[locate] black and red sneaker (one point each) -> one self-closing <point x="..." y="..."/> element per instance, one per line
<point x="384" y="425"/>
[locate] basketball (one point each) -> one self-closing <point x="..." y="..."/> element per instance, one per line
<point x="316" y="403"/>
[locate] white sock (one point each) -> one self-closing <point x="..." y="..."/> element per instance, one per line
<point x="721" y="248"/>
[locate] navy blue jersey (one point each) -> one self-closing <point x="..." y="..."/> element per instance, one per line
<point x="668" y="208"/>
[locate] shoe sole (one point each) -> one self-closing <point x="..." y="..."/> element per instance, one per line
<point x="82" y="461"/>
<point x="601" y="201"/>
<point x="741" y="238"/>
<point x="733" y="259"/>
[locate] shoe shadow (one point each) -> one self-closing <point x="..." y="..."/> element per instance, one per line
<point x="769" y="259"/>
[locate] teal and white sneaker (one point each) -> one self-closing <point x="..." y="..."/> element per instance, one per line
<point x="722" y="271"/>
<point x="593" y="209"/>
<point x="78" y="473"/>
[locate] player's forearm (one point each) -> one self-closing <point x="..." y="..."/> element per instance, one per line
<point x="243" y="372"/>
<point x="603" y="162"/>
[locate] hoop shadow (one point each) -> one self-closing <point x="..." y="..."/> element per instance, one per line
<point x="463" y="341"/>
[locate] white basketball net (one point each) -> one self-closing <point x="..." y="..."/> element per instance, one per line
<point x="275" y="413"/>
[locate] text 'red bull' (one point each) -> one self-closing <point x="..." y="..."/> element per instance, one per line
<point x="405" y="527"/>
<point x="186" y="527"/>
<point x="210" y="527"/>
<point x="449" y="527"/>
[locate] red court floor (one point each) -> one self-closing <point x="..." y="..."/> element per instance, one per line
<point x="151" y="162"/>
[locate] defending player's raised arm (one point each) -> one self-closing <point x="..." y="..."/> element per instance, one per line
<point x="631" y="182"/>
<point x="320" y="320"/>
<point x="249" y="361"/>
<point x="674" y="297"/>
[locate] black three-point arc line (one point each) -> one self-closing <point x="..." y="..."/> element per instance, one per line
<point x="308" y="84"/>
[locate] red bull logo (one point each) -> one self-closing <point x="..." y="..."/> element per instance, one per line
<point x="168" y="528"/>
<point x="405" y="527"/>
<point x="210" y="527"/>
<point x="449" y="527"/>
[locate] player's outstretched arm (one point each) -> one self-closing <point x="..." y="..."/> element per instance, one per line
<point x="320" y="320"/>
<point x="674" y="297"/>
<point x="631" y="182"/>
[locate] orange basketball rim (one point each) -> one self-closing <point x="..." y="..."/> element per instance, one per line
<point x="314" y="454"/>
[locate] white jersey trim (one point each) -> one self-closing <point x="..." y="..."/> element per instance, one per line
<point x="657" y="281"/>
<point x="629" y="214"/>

____________________

▶ [Exercise]: Output the lines from the one containing "[locate] red bull" through the last line of the records, inclusive, as a JSON list of strings with one string per line and blank lines omitted.

▶ [Worked answer]:
[
  "[locate] red bull logo (one point each) -> one self-closing <point x=\"...\" y=\"...\"/> element per instance, one per line",
  "<point x=\"168\" y=\"528\"/>",
  "<point x=\"405\" y=\"527\"/>",
  "<point x=\"210\" y=\"527\"/>",
  "<point x=\"449\" y=\"527\"/>",
  "[locate] player's outstretched arm (one point each) -> one self-closing <point x=\"...\" y=\"...\"/> element per instance, one per line",
  "<point x=\"320\" y=\"320\"/>",
  "<point x=\"674\" y=\"297\"/>",
  "<point x=\"631\" y=\"182\"/>",
  "[locate] orange basketball rim (one point each) -> one self-closing <point x=\"...\" y=\"...\"/> element per instance, one per line",
  "<point x=\"314\" y=\"454\"/>",
  "[locate] white jersey trim (one point each) -> one self-closing <point x=\"...\" y=\"...\"/> element per instance, one per line",
  "<point x=\"657\" y=\"281\"/>",
  "<point x=\"629\" y=\"214\"/>"
]